What to do: Extract each line of the data below that contains the word "gray", matching case exactly.
====
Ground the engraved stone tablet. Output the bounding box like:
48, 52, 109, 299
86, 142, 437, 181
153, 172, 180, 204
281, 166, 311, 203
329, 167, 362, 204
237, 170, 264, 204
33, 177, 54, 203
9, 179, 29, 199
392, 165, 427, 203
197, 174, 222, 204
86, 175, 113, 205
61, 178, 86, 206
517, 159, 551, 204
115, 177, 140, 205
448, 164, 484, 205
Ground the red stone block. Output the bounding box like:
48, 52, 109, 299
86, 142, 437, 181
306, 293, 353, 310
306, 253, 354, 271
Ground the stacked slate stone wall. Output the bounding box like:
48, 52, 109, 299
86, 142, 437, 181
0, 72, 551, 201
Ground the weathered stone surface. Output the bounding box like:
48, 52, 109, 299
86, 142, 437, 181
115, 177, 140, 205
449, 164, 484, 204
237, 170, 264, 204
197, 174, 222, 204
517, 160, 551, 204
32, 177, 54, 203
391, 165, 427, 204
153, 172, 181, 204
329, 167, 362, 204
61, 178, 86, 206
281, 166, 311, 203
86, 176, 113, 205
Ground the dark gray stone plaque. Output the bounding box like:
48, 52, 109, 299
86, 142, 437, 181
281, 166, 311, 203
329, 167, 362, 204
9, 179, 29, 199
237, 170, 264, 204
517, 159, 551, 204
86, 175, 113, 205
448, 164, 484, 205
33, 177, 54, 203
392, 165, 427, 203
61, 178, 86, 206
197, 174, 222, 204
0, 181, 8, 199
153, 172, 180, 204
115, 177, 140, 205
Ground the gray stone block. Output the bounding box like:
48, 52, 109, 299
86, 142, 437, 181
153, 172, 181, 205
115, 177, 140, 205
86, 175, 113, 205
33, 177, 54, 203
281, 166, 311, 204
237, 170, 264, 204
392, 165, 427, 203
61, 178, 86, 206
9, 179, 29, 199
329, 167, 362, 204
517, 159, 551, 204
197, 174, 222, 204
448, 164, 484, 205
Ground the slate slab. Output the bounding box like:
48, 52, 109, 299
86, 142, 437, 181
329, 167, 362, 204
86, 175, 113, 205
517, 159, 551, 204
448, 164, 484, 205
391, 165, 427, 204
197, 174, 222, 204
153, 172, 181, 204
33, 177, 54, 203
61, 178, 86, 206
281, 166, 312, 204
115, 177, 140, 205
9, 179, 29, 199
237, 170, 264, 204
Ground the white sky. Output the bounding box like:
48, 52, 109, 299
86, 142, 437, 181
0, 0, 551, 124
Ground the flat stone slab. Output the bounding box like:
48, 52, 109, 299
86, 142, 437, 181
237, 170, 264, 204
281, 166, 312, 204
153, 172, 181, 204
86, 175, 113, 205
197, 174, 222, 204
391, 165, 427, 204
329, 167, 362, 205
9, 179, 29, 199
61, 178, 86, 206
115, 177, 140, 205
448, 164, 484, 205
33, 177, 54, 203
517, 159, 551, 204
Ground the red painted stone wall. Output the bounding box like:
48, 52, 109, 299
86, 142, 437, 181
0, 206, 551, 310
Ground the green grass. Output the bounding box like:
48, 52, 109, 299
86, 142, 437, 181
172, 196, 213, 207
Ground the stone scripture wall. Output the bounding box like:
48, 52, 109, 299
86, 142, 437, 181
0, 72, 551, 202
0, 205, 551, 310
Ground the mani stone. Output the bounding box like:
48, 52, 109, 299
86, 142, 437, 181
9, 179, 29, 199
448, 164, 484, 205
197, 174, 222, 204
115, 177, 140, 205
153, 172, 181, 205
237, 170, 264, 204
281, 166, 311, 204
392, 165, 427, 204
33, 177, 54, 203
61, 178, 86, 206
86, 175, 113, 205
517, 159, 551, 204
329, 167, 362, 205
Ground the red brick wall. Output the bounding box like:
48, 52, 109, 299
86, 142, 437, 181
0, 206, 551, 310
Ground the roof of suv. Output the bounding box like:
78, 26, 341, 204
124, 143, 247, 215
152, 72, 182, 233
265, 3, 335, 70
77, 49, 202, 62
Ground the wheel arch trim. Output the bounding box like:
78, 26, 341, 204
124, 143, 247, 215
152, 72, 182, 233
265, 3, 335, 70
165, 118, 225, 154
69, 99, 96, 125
====
Written solution:
Ground the dark gray stone plaque. Output the bounding box like:
Ground the gray stone block. Output the bounding box like:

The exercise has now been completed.